- **Goal**
Return verbatim the run of lines that opens with the line holding "Can you see the small" and closes with the last line of the records.

- **Extracted data**
-- START --
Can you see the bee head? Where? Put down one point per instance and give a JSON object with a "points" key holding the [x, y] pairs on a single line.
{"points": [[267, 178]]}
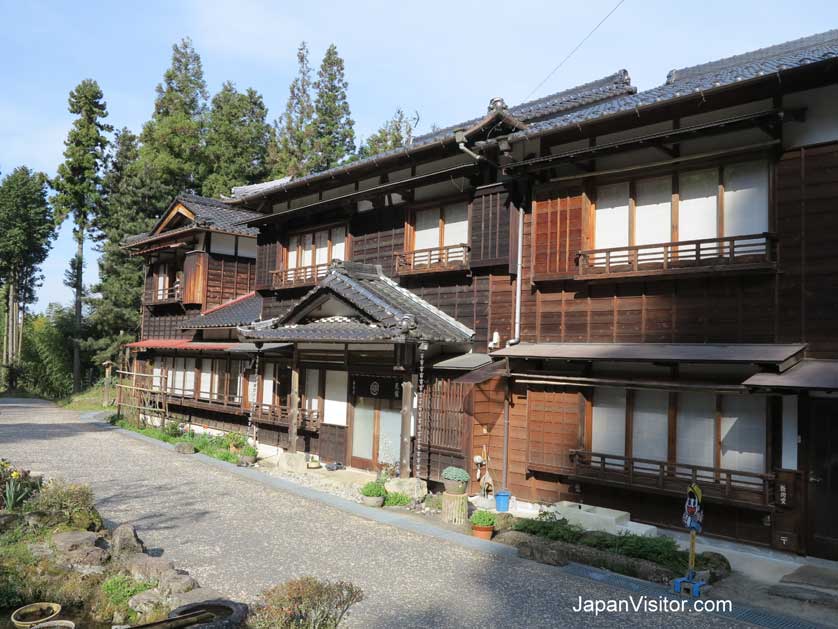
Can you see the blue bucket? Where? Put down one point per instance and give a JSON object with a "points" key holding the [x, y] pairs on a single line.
{"points": [[502, 501]]}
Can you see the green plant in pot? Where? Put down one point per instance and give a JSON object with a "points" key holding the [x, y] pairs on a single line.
{"points": [[455, 480], [373, 494], [482, 524]]}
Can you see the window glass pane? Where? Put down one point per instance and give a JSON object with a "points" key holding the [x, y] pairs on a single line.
{"points": [[427, 229], [653, 214], [338, 243], [334, 406], [321, 240], [746, 198], [789, 453], [743, 433], [611, 216], [695, 429], [650, 423], [293, 243], [608, 431], [697, 205], [456, 224]]}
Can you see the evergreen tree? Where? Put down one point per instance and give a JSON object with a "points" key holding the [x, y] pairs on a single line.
{"points": [[129, 207], [236, 141], [396, 132], [28, 229], [291, 152], [334, 133], [172, 141], [78, 186]]}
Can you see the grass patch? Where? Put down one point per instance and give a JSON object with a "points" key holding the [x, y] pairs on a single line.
{"points": [[216, 447]]}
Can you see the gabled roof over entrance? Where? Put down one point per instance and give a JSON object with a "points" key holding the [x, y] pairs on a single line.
{"points": [[357, 303]]}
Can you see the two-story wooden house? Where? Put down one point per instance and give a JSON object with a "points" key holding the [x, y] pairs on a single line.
{"points": [[610, 293]]}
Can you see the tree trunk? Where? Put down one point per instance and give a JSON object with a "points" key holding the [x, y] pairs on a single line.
{"points": [[79, 286]]}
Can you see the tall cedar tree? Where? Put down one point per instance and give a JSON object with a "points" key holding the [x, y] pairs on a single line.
{"points": [[334, 133], [236, 141], [128, 208], [28, 228], [172, 141], [395, 133], [78, 187], [291, 154]]}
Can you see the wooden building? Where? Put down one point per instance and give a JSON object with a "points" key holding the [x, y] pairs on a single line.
{"points": [[612, 293]]}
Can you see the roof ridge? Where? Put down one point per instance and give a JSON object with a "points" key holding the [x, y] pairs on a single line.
{"points": [[760, 53]]}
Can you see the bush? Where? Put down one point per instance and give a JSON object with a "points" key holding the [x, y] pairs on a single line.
{"points": [[397, 499], [305, 603], [373, 489], [456, 473], [74, 502]]}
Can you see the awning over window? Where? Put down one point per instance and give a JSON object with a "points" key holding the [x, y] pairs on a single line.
{"points": [[778, 356], [812, 374]]}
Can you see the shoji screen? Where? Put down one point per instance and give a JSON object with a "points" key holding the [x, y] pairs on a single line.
{"points": [[743, 433], [611, 216]]}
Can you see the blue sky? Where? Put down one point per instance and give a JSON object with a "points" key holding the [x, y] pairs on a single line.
{"points": [[442, 59]]}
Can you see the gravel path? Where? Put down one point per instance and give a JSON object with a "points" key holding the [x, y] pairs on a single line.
{"points": [[238, 536]]}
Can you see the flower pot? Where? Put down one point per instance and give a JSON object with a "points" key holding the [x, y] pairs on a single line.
{"points": [[455, 486], [373, 501], [483, 532]]}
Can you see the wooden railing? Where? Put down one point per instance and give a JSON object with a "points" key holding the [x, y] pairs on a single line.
{"points": [[299, 276], [751, 251], [452, 257], [719, 484], [165, 295]]}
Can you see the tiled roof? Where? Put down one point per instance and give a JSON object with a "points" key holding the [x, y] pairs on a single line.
{"points": [[701, 78], [379, 299], [240, 311], [604, 88]]}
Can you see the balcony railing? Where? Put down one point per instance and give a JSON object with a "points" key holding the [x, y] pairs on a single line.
{"points": [[450, 258], [167, 295], [730, 253], [299, 276], [717, 484]]}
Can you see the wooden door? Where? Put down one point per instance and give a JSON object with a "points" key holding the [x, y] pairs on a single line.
{"points": [[823, 479]]}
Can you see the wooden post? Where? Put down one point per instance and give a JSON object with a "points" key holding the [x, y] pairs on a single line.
{"points": [[294, 403], [407, 411]]}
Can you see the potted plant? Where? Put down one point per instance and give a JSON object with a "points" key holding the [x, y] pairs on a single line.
{"points": [[455, 480], [482, 524], [373, 493]]}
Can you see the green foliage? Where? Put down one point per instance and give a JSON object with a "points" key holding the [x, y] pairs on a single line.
{"points": [[334, 133], [74, 502], [46, 359], [119, 588], [397, 499], [456, 474], [236, 141], [373, 489], [395, 133], [482, 518], [304, 603]]}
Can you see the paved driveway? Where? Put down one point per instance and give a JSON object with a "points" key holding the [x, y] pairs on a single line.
{"points": [[239, 536]]}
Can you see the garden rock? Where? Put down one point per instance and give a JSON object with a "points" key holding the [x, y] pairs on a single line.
{"points": [[8, 521], [145, 568], [125, 540], [412, 487], [174, 582], [73, 540], [147, 601]]}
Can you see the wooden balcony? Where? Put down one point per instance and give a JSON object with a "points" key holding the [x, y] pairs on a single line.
{"points": [[169, 295], [436, 259], [300, 276], [735, 487], [752, 252]]}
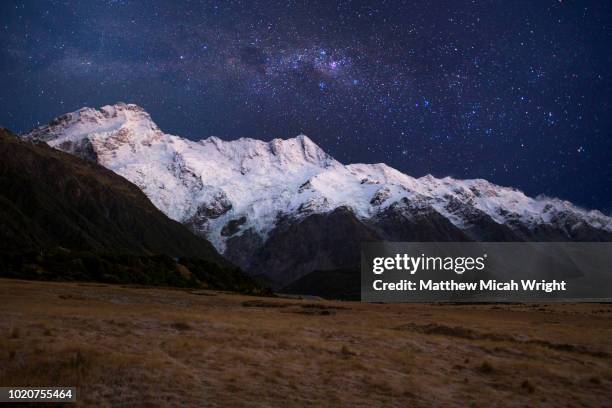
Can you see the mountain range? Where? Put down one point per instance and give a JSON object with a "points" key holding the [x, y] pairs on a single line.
{"points": [[62, 217], [284, 209]]}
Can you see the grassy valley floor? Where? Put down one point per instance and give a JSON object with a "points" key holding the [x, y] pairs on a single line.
{"points": [[129, 346]]}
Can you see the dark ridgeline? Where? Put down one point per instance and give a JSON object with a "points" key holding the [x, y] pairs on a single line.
{"points": [[65, 218]]}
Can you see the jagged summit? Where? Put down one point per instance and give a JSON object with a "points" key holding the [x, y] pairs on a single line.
{"points": [[239, 193]]}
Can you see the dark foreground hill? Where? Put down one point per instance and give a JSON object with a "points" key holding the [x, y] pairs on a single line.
{"points": [[64, 218]]}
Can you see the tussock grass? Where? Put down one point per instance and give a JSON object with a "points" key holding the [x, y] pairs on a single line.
{"points": [[155, 347]]}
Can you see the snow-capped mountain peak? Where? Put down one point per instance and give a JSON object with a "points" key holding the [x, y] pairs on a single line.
{"points": [[226, 189]]}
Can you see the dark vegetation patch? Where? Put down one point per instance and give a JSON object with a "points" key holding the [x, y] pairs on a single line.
{"points": [[470, 334]]}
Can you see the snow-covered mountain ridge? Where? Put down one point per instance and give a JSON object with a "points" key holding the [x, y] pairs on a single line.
{"points": [[223, 189]]}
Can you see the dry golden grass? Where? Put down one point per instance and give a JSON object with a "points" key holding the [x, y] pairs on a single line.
{"points": [[161, 347]]}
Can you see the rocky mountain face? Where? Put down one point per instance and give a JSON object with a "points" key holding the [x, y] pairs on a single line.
{"points": [[284, 208], [63, 217]]}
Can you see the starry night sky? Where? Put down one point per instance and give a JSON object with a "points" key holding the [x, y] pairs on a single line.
{"points": [[517, 92]]}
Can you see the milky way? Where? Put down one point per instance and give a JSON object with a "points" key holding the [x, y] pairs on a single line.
{"points": [[515, 92]]}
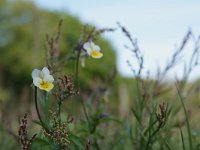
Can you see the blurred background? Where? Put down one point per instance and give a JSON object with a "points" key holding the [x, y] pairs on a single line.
{"points": [[159, 28]]}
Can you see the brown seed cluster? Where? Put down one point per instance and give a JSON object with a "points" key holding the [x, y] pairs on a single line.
{"points": [[58, 133], [65, 89], [162, 115], [25, 143]]}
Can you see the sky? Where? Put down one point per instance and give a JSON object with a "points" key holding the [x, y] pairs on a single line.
{"points": [[159, 27]]}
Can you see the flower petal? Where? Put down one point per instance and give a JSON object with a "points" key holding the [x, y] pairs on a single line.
{"points": [[97, 48], [37, 81], [96, 54], [35, 73], [87, 46], [47, 86], [45, 71], [48, 78]]}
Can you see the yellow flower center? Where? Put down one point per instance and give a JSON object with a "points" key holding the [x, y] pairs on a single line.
{"points": [[96, 54], [47, 86]]}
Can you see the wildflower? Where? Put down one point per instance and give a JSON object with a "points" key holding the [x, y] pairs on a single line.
{"points": [[43, 79], [92, 50]]}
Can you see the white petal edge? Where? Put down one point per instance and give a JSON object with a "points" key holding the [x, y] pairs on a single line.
{"points": [[97, 48], [48, 78], [100, 55], [37, 81], [87, 46], [45, 71], [35, 73]]}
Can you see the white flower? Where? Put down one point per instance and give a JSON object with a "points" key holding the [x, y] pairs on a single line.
{"points": [[92, 50], [43, 79]]}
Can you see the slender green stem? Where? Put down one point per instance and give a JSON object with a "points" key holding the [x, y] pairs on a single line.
{"points": [[86, 115], [186, 116], [182, 138], [77, 85], [77, 68], [38, 113], [59, 112]]}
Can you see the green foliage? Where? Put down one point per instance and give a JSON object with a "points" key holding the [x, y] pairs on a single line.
{"points": [[91, 106]]}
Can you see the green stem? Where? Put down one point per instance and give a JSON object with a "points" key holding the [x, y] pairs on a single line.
{"points": [[59, 110], [186, 116], [38, 113], [86, 115], [76, 68]]}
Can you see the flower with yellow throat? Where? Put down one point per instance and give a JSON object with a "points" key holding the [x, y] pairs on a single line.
{"points": [[92, 50], [42, 79]]}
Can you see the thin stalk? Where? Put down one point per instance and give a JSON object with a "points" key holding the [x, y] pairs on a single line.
{"points": [[86, 115], [38, 113], [59, 110], [77, 67], [77, 85], [186, 116], [182, 138]]}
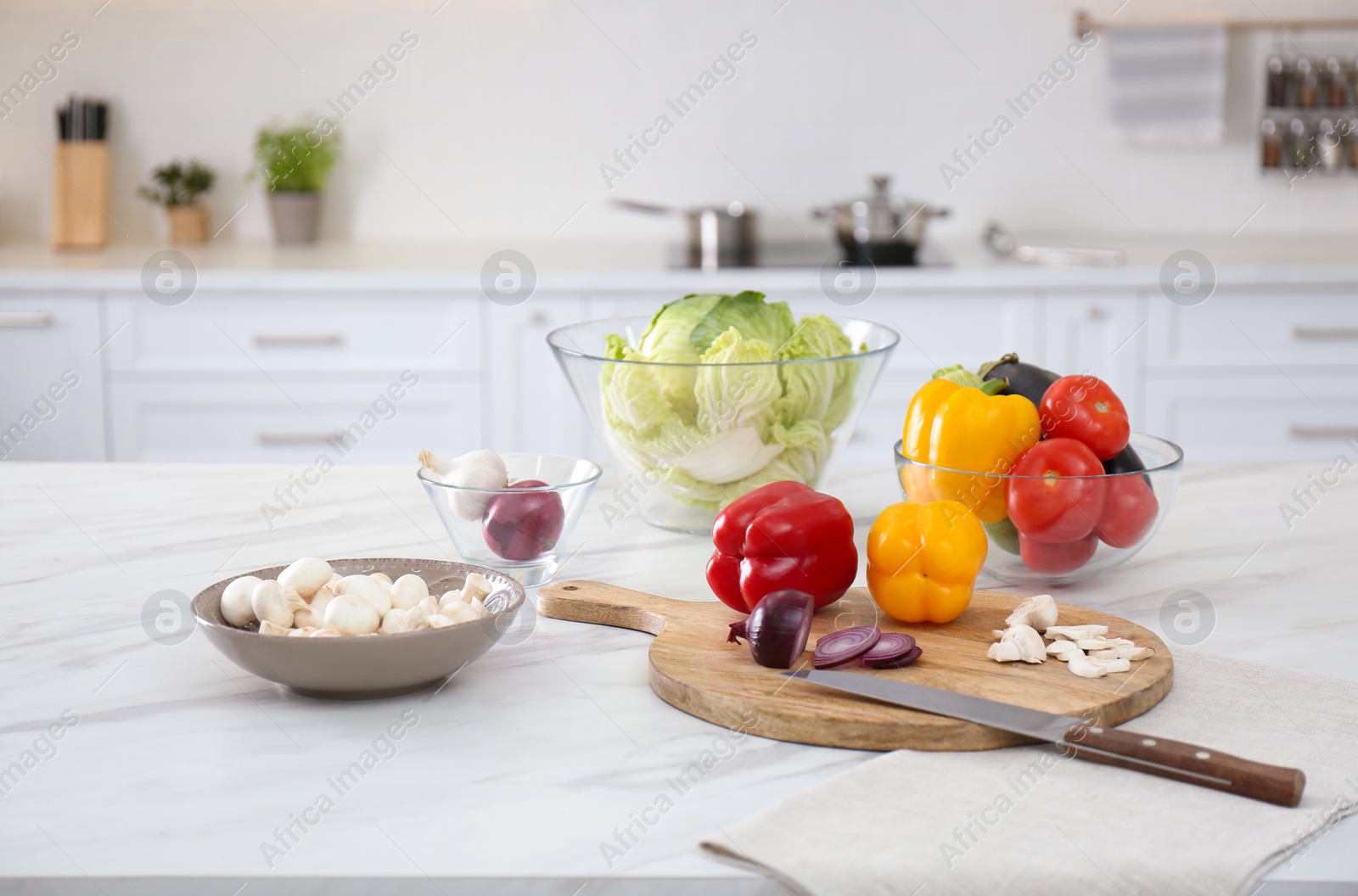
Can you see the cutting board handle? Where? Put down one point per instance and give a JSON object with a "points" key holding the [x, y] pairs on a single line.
{"points": [[603, 604]]}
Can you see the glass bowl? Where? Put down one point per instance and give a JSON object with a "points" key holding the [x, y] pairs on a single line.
{"points": [[1057, 563], [519, 531], [679, 431]]}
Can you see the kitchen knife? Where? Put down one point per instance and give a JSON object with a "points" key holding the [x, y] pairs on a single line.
{"points": [[1073, 735]]}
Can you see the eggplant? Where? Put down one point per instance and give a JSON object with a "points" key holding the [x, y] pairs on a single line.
{"points": [[1029, 380]]}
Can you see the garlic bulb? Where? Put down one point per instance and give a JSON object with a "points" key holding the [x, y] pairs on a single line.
{"points": [[480, 468], [367, 588], [276, 603], [407, 591], [350, 614], [235, 602], [316, 611], [307, 574], [396, 622]]}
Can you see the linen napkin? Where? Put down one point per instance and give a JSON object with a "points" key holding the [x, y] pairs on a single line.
{"points": [[1029, 820]]}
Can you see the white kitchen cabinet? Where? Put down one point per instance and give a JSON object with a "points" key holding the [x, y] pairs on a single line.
{"points": [[51, 379], [295, 332], [1260, 418], [1104, 336], [531, 406], [370, 420]]}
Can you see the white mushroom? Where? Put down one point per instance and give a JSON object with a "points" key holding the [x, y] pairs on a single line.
{"points": [[1005, 652], [1038, 611], [477, 585], [472, 472], [350, 614], [1031, 649], [1063, 651], [235, 602], [307, 574], [407, 591], [1076, 633], [1113, 665], [396, 622], [276, 603], [1086, 669], [1124, 653], [367, 588]]}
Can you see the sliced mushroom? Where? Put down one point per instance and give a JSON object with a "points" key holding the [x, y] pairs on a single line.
{"points": [[1038, 611], [1076, 633], [1063, 651], [1086, 669], [1031, 649]]}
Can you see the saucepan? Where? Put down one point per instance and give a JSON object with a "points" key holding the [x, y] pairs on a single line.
{"points": [[719, 235]]}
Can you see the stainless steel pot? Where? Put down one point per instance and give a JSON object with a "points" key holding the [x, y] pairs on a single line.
{"points": [[880, 228], [719, 235]]}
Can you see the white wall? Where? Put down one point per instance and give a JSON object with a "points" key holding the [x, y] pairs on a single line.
{"points": [[506, 110]]}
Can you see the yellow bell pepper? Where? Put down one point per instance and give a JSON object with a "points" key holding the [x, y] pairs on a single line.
{"points": [[923, 560], [974, 434]]}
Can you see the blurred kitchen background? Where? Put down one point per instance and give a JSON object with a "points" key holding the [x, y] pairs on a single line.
{"points": [[482, 128]]}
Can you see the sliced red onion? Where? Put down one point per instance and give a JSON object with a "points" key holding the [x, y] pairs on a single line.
{"points": [[889, 647], [902, 662], [841, 647]]}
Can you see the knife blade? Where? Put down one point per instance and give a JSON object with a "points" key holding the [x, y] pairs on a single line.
{"points": [[1083, 739]]}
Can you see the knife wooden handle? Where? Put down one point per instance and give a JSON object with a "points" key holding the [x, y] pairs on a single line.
{"points": [[1188, 764]]}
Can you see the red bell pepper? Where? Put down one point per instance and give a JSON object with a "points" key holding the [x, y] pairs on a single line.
{"points": [[783, 535]]}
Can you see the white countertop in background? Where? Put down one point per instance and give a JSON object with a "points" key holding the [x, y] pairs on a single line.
{"points": [[629, 266], [181, 764]]}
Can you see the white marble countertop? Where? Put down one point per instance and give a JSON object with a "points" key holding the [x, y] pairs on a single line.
{"points": [[629, 266], [180, 764]]}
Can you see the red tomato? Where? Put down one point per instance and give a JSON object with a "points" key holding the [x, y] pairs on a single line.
{"points": [[1056, 558], [1129, 511], [1063, 499], [1084, 407]]}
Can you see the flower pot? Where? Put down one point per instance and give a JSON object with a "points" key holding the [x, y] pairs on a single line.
{"points": [[188, 223], [296, 216]]}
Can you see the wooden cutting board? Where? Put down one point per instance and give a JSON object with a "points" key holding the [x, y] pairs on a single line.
{"points": [[692, 667]]}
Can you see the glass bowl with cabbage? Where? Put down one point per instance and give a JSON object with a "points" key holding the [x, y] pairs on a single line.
{"points": [[716, 395]]}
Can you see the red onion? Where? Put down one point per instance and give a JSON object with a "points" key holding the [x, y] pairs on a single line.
{"points": [[777, 628], [839, 647], [889, 648]]}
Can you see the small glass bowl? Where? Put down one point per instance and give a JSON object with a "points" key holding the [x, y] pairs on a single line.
{"points": [[522, 533], [923, 482]]}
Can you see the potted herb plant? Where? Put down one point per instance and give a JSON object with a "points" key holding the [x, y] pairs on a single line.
{"points": [[295, 160], [177, 187]]}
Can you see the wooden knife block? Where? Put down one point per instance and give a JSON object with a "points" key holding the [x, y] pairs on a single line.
{"points": [[81, 194]]}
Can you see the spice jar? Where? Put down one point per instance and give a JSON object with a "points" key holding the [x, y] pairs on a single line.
{"points": [[1308, 85], [1327, 146], [1271, 144], [1278, 75], [1337, 85], [1300, 151]]}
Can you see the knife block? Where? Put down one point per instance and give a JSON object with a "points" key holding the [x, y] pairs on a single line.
{"points": [[81, 194]]}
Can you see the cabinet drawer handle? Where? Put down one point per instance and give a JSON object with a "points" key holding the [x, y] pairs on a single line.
{"points": [[1297, 431], [278, 339], [25, 319], [299, 439], [1324, 333]]}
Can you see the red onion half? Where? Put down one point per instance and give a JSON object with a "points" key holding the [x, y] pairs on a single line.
-- END --
- **The answer**
Can you see the small glass bowl? Where? Put down one point per instance and give a JSON object with a "points" key holding the [x, y] pairs on a single line.
{"points": [[522, 533], [923, 482]]}
Can you see the potted herb plant? Where? Put down one point per instance and give a JSON object with a "points" key holding the [x, y] pairs on a single line.
{"points": [[295, 160], [177, 187]]}
Can you see the wooden knife block? Where? Put down one point per instance and give a JSON object with a "points" key holding the [x, y] pairs on a single line.
{"points": [[81, 194]]}
Can you see the spice jar? Where? Put down one point per instance and give a JSON object with a "points" key holding the [x, y] pairs on a single line.
{"points": [[1308, 85], [1327, 146], [1271, 144], [1278, 75], [1337, 85], [1300, 151]]}
Can you see the knife block? Where? Put down one point per instance and give a JSON object with a "points" key holding the [x, y] pairs on a single line.
{"points": [[81, 194]]}
Can you see the cabinet drawer handle? Where? Put down one point per instance and give a JSON object with a "points" key holding the [x, y] pairs on a single line.
{"points": [[1297, 431], [278, 339], [25, 319], [299, 439], [1324, 333]]}
Can you see the red onion half? Where? Put down one point per instance and give a JSON object with a "points" key holding the [x, y] pairs on a single line.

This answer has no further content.